So I have a list of strings (content from Snort rules), and I am trying to convert the hex portions of them to UTF-8/ASCII, so I can send the content over netcat.

The method I have now works fine for strings with single hex characters (i.e. 3A), but breaks when there’s a series of hex characters (i.e. 3A 4B 00 FF)

My current solution is:

import re
import codecs

def convert_hex(match):
  string = match.group(1)
  string = string.replace(" ", "")
  decode_hex = codecs.getdecoder("hex_codec")
  try:
    result = decode_hex(string)[0]
  except:
    result = bytes.fromhex((lambda s: ("%s%s00" * (len(s)//2)) % tuple(s))(string)).decode('utf-16-le')
  return result.decode("utf-8")

Job 1: Filter the entries down to each line containing the string "orange".
The snippet about hex conversion and the entries that follow it are unrelated material.

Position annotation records
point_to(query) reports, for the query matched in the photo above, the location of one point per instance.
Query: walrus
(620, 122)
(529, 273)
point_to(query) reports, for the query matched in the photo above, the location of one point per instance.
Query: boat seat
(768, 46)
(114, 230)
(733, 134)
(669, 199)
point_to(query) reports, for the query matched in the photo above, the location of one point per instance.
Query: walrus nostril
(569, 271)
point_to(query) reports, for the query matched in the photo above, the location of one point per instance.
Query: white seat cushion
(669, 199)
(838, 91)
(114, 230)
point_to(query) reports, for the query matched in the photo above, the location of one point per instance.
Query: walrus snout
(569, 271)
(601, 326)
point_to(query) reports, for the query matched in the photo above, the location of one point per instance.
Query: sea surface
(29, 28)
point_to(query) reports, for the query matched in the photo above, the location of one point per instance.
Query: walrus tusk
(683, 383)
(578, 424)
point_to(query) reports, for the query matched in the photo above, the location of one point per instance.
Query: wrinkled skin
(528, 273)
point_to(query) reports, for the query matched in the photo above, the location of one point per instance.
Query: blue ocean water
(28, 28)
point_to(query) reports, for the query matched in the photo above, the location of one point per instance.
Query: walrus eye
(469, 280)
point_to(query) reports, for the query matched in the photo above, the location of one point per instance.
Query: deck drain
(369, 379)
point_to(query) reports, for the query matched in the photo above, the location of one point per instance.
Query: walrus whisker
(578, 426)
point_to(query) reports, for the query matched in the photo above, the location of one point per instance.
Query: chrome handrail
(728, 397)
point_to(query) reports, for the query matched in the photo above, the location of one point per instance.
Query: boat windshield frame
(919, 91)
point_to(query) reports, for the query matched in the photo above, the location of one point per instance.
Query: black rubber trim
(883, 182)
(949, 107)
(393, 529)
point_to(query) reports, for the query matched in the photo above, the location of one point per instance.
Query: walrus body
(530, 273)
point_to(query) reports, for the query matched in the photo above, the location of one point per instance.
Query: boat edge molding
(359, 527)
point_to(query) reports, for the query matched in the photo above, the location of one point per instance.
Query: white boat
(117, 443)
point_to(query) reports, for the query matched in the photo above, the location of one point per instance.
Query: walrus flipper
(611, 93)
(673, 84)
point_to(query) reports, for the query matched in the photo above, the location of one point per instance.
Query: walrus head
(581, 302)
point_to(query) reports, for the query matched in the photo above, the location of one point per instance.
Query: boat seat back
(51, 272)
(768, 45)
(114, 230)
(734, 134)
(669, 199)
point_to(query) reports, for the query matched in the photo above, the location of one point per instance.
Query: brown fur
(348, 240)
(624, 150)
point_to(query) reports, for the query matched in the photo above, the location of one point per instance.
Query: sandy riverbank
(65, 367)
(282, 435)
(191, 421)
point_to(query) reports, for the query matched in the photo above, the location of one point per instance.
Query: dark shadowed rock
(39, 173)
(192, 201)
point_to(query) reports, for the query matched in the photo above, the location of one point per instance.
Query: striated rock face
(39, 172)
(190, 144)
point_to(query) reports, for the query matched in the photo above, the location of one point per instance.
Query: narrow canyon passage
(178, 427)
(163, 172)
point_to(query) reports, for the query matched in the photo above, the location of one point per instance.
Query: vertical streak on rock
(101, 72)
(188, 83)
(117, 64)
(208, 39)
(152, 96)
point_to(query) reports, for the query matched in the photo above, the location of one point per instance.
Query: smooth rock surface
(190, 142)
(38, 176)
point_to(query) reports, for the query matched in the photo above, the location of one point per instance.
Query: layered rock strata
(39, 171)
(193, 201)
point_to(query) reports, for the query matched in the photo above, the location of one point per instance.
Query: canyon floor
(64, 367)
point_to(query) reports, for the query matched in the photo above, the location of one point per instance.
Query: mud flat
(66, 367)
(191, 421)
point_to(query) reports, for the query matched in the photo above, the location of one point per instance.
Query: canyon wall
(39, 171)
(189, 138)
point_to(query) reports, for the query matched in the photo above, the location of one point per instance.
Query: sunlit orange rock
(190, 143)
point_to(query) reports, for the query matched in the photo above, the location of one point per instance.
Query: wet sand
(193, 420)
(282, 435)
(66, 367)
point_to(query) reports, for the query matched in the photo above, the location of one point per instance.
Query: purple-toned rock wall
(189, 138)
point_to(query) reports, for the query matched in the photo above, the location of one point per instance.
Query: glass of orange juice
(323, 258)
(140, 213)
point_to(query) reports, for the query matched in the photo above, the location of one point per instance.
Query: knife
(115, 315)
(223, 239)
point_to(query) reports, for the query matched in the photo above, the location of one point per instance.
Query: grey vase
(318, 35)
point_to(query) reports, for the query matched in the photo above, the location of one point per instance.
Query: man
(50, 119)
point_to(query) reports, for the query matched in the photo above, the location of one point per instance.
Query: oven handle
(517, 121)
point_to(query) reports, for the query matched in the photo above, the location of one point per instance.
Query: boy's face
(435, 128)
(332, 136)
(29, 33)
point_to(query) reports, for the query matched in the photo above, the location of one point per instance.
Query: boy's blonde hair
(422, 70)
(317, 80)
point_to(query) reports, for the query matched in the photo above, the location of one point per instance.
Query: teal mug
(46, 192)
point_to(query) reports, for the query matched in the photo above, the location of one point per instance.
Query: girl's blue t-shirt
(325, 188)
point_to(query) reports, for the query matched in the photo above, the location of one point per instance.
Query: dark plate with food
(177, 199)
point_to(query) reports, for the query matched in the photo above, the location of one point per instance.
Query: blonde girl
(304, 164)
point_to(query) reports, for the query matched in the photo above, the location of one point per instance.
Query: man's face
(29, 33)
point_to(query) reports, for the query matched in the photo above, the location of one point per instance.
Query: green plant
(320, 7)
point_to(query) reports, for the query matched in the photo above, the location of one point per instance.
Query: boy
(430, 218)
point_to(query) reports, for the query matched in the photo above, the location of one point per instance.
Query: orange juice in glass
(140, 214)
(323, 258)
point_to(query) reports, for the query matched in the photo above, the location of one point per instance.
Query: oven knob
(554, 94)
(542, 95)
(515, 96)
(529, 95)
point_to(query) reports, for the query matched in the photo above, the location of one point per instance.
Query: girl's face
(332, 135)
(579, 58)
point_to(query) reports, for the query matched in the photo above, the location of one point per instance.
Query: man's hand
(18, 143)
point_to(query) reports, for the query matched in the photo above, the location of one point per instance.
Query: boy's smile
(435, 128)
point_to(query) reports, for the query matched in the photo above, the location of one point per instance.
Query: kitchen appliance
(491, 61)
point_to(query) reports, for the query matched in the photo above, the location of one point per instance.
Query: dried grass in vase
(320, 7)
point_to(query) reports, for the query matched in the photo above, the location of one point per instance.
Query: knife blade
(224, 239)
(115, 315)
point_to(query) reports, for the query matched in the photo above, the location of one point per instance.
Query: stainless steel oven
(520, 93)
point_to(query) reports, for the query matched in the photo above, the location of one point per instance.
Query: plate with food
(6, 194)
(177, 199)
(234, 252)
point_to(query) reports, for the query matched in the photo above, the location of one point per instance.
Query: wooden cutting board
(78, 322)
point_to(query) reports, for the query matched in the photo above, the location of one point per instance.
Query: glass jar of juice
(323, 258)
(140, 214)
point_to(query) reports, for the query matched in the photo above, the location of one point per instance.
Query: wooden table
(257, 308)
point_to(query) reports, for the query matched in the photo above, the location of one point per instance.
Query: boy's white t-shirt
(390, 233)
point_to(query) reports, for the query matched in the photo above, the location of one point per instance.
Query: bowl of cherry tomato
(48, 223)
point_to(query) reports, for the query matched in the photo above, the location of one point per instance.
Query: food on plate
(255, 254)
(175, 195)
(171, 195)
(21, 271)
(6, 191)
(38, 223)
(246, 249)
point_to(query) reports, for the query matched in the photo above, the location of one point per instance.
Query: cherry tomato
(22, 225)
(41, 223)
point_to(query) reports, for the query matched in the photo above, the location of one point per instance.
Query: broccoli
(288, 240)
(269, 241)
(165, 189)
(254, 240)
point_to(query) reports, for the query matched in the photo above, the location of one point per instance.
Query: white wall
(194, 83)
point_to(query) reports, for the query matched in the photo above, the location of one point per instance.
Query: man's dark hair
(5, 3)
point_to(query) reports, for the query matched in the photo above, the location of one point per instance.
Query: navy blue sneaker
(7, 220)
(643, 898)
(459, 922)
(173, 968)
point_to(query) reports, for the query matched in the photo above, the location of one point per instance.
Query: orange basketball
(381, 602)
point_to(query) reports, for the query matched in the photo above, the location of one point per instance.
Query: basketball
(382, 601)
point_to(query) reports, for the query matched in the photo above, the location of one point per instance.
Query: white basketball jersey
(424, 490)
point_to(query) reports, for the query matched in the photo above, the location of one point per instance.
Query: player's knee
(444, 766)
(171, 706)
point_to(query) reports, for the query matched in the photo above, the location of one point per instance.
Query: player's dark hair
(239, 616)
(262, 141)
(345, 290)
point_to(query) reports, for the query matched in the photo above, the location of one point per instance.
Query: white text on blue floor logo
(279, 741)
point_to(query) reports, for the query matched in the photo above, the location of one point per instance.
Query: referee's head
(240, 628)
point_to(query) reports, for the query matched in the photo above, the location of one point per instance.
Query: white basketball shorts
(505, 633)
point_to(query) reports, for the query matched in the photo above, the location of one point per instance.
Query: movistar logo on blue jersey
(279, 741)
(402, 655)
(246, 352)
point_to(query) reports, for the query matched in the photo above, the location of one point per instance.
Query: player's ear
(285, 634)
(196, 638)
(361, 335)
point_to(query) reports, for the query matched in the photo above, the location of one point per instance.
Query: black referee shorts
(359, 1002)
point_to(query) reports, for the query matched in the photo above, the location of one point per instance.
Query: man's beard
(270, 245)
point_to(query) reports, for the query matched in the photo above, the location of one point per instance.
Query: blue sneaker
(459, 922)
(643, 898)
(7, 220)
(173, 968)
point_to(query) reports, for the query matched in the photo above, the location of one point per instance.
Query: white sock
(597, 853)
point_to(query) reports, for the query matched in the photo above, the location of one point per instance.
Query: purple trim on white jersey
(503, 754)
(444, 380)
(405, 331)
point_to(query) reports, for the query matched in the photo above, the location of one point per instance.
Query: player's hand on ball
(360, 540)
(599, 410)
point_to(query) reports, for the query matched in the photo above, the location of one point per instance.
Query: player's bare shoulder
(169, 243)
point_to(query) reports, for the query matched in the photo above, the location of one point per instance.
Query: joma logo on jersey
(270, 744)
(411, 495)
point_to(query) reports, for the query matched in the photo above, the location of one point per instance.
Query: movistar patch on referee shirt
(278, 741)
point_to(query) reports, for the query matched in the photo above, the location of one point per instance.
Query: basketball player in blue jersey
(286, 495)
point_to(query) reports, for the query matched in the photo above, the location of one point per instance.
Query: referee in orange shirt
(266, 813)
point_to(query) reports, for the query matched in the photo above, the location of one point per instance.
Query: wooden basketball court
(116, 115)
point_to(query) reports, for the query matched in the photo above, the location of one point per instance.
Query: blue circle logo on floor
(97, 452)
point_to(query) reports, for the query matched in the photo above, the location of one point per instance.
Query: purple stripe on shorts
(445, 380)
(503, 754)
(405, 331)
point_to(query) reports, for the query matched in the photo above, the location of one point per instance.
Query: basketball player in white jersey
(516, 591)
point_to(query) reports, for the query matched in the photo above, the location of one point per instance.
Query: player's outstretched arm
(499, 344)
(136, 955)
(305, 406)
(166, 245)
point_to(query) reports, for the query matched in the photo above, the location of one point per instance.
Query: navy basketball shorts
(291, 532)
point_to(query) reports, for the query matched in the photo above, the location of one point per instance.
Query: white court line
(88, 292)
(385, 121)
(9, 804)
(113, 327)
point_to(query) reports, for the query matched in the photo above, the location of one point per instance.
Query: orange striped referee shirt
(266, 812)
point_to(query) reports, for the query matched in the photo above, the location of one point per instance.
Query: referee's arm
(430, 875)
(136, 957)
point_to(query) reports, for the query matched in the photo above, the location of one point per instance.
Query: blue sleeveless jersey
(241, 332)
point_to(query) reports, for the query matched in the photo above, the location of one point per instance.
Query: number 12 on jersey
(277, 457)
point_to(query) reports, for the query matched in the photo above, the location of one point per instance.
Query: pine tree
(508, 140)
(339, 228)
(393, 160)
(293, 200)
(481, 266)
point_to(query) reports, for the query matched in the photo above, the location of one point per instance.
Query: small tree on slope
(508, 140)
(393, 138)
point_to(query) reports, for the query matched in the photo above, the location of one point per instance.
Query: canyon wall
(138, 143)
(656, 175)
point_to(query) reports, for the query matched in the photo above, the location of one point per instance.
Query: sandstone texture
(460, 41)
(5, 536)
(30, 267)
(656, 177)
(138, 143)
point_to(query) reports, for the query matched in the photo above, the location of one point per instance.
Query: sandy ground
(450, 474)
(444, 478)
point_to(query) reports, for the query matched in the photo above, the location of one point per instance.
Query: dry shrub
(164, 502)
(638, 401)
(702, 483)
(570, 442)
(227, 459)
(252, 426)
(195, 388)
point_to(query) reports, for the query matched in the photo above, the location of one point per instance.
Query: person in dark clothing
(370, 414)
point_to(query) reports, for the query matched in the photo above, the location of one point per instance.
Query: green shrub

Job 2:
Answer these questions from the snippet about hex conversion, one per line:
(a) What is the source of the strings in the list?
(b) Which codec name is passed to codecs.getdecoder?
(c) Over what tool is the converted content meant to be sent?

Exercise solution 1:
Query: sunlit orange rock
Query: glass of orange juice
Query: orange juice in glass
Query: orange basketball
Query: referee in orange shirt
Query: orange striped referee shirt

Exercise solution 2:
(a) Content from Snort rules
(b) "hex_codec"
(c) netcat